◆ **STORED RECORDS**

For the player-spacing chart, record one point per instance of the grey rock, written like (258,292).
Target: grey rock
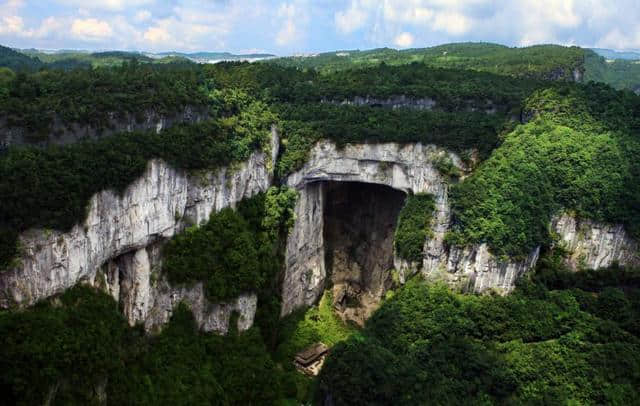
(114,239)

--

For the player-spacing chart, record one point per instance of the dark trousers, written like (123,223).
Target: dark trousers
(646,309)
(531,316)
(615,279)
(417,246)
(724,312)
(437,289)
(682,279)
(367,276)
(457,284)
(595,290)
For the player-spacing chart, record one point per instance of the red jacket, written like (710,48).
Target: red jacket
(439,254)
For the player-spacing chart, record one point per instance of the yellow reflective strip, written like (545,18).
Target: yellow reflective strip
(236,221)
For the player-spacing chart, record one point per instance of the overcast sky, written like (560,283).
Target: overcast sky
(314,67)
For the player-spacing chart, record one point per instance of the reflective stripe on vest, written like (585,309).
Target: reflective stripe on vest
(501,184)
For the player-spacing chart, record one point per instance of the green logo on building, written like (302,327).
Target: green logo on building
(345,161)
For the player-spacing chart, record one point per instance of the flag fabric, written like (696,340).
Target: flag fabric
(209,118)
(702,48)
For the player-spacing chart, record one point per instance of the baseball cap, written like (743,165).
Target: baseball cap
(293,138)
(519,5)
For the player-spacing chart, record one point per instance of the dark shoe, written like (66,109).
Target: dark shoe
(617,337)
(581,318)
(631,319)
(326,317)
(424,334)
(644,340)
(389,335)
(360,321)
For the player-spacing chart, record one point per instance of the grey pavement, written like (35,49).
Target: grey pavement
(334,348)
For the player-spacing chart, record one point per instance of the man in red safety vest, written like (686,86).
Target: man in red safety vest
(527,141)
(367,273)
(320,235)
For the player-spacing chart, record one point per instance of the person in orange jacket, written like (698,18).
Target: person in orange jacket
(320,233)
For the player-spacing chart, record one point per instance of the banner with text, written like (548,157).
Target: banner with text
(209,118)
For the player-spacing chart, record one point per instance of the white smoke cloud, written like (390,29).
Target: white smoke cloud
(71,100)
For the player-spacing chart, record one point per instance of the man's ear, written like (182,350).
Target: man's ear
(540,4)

--

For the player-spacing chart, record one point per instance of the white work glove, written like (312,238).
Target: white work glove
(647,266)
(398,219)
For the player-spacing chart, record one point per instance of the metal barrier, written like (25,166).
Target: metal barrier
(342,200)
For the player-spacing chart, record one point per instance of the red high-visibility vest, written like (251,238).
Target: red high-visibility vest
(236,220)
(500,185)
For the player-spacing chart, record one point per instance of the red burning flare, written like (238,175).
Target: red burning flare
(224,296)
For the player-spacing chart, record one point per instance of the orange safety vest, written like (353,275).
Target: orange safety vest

◆ **EXERCISE OBJECTIVE**
List every line of the material above that contains the string "flare", treating uppercase and lowercase as different.

◆ **FINISHED TASK**
For the player-spacing chart, record one point per instance of the red burning flare, written like (238,175).
Target: red burning flare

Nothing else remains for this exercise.